PAGE EXCERPT:
──────────

The Brief

If you find yourself involved in a dispute regarding the time aspects of your project, you may find that the appointment of a delay expert is an essential consideration to extract entitlement.

Delay analysis is arguably a difficult subject to deal with and one that many misunderstand. How do you know where to begin when selecting an expert?

Should the ability of the delay expert be of primary importance?

A well balanced and impartial expert ought to be able to take an interrogative approach to the commission. They should have the ability to trace and demonstrate causes and their effects throughout the project. In aiding the legal team in their understanding, they will provide valuable knowledge and guidance on the entitlement that is to be sought.

When you commission a delay expert you are asking them to provide an impartial and objective opinion on the validity and merits of delays suffered. If the delay expert can evidence entitlement to additional time, the appointing party ought to be able to rely on the expert’s findings.

──────────

DATASET ENTRIES:
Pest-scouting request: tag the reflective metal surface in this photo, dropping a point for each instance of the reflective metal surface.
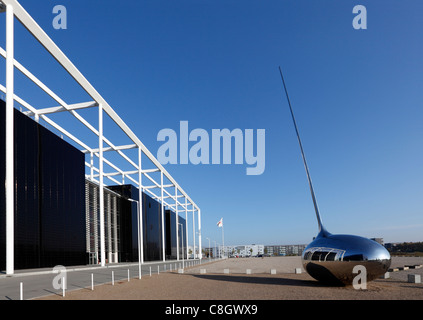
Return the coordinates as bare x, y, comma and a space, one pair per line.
331, 258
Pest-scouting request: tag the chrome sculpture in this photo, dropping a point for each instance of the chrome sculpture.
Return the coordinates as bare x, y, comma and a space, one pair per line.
331, 258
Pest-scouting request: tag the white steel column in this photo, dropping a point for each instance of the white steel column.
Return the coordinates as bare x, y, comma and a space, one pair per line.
101, 186
177, 223
163, 217
193, 226
186, 225
140, 221
10, 254
199, 234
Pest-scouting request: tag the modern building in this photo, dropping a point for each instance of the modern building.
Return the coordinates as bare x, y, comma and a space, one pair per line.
62, 202
285, 250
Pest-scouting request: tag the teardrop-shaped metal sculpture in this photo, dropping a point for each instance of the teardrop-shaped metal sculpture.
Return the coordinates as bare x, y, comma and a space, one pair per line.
331, 258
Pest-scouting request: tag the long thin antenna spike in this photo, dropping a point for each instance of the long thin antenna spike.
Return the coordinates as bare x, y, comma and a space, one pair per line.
316, 209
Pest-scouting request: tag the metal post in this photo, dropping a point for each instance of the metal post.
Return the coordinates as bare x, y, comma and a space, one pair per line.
163, 217
141, 239
92, 167
199, 234
186, 224
183, 260
10, 254
193, 226
101, 186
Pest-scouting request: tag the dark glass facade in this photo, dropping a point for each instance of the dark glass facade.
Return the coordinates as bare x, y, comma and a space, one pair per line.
57, 210
171, 247
49, 197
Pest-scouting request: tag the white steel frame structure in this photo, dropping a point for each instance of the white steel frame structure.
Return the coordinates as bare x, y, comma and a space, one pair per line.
13, 10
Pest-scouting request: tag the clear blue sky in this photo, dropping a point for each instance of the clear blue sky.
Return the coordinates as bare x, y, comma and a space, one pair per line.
357, 95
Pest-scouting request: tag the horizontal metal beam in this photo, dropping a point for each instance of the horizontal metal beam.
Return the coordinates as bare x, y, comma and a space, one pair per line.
125, 147
76, 106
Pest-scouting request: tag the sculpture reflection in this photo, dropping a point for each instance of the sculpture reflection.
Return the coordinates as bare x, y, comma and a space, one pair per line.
331, 258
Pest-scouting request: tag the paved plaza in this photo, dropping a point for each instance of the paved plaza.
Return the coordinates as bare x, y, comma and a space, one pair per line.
228, 280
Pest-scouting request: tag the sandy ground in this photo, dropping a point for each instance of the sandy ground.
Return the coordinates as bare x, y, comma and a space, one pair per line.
259, 285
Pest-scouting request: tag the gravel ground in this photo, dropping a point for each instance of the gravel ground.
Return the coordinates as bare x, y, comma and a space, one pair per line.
260, 285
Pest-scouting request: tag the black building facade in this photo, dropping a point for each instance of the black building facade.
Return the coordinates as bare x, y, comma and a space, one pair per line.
49, 197
56, 214
171, 236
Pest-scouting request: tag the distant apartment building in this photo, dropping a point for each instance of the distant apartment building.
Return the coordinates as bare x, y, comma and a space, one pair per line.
254, 250
284, 250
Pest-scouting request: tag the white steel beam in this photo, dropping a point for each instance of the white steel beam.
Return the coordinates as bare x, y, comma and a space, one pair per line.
177, 225
125, 147
140, 217
199, 234
163, 216
76, 106
64, 61
10, 224
101, 188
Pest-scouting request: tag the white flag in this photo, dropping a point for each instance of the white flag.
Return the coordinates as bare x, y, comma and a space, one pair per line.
220, 223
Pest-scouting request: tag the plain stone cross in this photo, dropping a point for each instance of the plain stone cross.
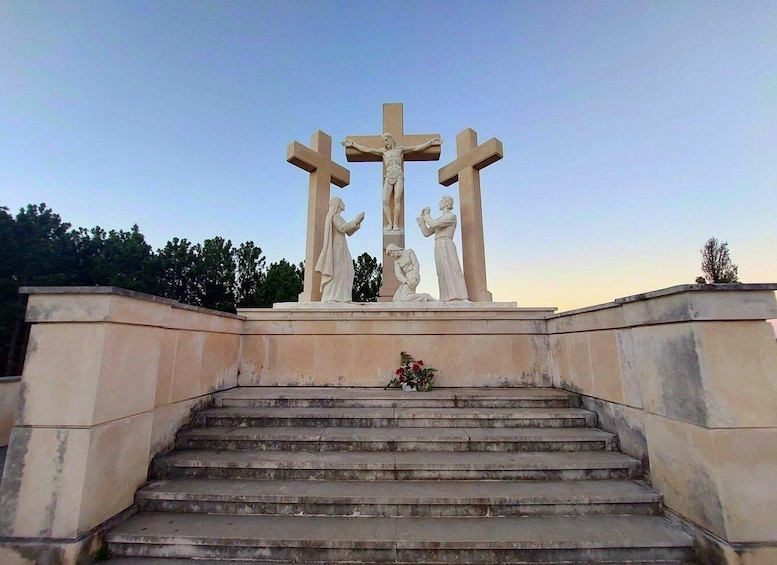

──────────

EXERCISE:
Decide whether each statement below agrees with the text on delay experts, answering yes or no and quoting the words of the text that settle it. 1. The text calls delay analysis a subject that many misunderstand. 2. The text says a delay expert is commissioned to argue for the appointing party's side. 3. The text says the expert should be able to trace causes and their effects throughout the project.

EXERCISE RESPONSE:
1. Yes: "Delay analysis is arguably a difficult subject to deal with and one that many misunderstand."
2. No: "you are asking them to provide an impartial and objective opinion on the validity and merits of delays suffered."
3. Yes: "They should have the ability to trace and demonstrate causes and their effects throughout the project."